• _TASK DETAILS_
Write out exactly the lines below that run from the line containing "Objective — one marker on every instance of the red" through the last line of the records.

• _RECORDS PROVIDED_
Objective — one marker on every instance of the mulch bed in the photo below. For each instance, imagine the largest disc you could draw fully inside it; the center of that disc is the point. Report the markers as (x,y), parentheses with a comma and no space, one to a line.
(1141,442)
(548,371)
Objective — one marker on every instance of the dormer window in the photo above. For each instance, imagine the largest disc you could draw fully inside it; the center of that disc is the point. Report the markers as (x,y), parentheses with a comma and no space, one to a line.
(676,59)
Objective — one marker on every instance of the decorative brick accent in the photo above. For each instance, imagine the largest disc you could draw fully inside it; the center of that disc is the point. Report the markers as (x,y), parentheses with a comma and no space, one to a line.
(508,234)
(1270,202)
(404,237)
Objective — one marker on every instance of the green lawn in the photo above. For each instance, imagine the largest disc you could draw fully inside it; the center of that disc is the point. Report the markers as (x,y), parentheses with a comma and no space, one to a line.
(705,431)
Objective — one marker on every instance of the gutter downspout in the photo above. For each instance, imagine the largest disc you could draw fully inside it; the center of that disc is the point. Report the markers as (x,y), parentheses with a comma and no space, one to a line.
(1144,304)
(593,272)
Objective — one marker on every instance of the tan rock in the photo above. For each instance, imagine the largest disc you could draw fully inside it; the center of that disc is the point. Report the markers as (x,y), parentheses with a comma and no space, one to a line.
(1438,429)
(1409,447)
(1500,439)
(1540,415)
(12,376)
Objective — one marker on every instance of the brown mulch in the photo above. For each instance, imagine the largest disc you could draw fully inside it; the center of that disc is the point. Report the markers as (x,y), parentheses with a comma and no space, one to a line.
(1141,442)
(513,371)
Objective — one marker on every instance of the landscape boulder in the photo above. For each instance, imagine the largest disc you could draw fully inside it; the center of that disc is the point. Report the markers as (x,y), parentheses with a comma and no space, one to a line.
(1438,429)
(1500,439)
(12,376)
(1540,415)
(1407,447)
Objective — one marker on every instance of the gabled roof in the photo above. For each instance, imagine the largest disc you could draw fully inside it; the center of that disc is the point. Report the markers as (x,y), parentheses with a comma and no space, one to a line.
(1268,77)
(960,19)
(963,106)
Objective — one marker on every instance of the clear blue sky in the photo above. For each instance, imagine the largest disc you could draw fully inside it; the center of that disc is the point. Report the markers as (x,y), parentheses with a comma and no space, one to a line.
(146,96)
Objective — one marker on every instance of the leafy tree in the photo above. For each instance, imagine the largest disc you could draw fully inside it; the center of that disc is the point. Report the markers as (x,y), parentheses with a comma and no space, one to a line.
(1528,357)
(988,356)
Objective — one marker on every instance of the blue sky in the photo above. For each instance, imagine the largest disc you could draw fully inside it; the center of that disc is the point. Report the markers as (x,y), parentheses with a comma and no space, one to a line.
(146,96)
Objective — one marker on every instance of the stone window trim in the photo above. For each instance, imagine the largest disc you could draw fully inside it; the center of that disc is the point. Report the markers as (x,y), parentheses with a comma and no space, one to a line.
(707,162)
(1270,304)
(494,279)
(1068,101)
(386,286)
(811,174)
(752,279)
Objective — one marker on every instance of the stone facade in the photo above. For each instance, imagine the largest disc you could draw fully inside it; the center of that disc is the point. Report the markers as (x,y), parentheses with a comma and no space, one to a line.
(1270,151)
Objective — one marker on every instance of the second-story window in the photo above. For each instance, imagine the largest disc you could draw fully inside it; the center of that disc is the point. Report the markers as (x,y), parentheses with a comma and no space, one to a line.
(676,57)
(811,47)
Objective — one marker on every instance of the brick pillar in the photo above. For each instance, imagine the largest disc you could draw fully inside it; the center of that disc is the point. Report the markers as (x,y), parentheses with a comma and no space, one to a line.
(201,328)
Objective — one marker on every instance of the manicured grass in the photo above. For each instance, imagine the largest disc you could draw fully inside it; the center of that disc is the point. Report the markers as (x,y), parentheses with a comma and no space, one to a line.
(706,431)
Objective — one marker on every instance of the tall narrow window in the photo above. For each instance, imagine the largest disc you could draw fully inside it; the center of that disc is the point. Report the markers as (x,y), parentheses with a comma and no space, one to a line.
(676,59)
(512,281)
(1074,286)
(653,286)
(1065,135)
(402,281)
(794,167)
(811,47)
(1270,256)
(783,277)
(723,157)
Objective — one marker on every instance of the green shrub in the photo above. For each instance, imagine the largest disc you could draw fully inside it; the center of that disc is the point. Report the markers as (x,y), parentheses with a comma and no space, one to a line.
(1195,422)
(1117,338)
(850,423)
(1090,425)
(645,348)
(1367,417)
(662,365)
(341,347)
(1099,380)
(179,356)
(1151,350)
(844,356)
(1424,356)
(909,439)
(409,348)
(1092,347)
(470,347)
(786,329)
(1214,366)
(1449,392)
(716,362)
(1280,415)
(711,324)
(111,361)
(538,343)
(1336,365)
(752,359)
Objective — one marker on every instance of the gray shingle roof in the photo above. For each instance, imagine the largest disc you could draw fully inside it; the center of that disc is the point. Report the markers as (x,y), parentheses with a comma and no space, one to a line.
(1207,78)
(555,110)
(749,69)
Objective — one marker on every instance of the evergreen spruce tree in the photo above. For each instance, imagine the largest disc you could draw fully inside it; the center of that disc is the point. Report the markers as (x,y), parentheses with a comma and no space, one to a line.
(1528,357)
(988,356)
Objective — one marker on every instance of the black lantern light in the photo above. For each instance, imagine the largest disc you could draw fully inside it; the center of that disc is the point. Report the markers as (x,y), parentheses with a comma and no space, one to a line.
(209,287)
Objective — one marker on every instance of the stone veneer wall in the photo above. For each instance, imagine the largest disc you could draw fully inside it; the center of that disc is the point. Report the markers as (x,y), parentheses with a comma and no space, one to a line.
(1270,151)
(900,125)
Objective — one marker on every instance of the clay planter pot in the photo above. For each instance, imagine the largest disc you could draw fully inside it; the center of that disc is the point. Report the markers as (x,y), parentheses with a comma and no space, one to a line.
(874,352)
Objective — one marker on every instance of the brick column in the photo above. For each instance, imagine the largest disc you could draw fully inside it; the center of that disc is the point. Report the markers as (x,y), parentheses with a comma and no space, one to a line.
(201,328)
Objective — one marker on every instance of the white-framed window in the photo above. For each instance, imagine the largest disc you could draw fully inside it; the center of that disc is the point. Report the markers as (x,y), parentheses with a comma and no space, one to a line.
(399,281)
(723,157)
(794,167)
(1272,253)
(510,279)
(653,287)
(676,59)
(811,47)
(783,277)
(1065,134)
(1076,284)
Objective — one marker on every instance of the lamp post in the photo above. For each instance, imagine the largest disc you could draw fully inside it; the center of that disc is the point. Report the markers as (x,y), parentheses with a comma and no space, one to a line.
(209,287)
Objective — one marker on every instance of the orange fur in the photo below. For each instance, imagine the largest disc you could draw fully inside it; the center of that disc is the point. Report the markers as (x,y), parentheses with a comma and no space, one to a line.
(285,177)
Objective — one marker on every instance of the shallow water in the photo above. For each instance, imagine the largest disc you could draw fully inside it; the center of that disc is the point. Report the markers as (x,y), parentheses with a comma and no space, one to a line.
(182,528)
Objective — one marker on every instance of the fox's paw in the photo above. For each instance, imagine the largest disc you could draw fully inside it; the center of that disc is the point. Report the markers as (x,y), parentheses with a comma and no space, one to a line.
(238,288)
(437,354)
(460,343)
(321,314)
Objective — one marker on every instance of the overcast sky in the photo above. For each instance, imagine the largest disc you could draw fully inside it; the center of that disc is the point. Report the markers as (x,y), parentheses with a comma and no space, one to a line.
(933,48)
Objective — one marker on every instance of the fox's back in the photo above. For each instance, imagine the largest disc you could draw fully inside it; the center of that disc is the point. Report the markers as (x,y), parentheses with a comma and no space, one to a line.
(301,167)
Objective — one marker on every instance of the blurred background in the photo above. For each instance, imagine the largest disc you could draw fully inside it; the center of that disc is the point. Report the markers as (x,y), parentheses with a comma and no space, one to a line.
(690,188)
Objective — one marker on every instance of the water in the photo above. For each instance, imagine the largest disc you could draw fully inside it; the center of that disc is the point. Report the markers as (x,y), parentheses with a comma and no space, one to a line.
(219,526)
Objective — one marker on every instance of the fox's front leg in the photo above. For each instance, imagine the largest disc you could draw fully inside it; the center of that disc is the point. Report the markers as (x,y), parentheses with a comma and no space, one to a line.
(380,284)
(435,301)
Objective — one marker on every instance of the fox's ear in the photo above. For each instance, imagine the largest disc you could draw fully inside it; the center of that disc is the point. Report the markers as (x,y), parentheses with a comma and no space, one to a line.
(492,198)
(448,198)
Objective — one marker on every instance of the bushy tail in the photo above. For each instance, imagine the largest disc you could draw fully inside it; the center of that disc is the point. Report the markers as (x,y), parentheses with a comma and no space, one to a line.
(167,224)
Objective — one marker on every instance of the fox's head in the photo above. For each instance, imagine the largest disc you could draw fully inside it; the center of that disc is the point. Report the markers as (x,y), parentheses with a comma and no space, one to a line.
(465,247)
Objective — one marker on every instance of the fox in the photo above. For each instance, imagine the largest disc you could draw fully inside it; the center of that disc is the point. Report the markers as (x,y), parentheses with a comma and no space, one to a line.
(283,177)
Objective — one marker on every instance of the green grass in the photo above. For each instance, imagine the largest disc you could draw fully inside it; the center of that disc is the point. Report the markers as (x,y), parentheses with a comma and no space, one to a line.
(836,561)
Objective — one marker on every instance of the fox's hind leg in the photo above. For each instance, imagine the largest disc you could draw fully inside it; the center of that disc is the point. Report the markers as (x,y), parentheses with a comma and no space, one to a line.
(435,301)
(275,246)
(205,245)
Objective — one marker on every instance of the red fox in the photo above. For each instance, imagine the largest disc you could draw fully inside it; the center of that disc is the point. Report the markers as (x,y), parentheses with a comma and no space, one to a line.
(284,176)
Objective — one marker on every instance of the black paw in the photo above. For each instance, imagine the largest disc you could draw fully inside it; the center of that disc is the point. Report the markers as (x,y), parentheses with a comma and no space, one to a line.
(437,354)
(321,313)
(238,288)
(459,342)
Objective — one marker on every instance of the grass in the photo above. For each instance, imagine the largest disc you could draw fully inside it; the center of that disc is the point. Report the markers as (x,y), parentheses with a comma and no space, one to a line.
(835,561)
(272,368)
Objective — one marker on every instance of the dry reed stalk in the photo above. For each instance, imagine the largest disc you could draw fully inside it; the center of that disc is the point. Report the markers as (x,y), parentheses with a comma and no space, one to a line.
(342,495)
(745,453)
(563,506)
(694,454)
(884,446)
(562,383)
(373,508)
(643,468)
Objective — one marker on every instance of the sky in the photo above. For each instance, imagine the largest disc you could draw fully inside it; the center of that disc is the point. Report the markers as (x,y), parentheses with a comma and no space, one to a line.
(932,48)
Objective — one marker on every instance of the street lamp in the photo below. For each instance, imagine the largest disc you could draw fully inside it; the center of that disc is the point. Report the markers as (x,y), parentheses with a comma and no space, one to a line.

• _ANSWER TO THE TASK_
Objective — one marker on every instance of the red fox in the photo above. For each instance, imagine the largest disc you could draw fully inside it; the center of that disc is the point. Report the markers as (x,y), parentheses with a comma and no space, one to a line.
(284,176)
Objective — one marker on every instance of the black paw in the photo above. For each instance, imagine the largest disc you could draw fully inside it; the center of that disc is the point. Report the markers as (x,y), parentheses with a comma and no space, one to a line.
(437,354)
(321,313)
(238,288)
(459,342)
Objective — one marker on every instance of the grass in the photo above. For each instance, imagine the largest disc you could draw fully inside it; the center of that disc is the point. Report the markers as (x,y), parentheses with a comma and no space, one to a line.
(835,561)
(272,368)
Objective — one marker on every instance of the dry reed stalk in the photo above. For each instance, imagine the largest disc you could draw fully inside it; the center of that disc is the point. Report the markers as (x,y), parentheses with a comma and no space, one to a line.
(342,495)
(745,453)
(563,506)
(694,454)
(884,446)
(562,383)
(373,508)
(643,468)
Objective — one marker on every instance of the sky in the photo above. For each instance, imagine the largest disc you could draw fully inside it; the center of that disc is the point. Report the markers as (x,y), parentheses with a comma and no space, one to a line.
(932,48)
Objective — one marker on every instance of the street lamp in the photo below. For each instance, imagine the largest disc you could draw fully inside it; the center of that disc is the point. Report the markers as (x,y), parentheses with a comma and no space, one to a line.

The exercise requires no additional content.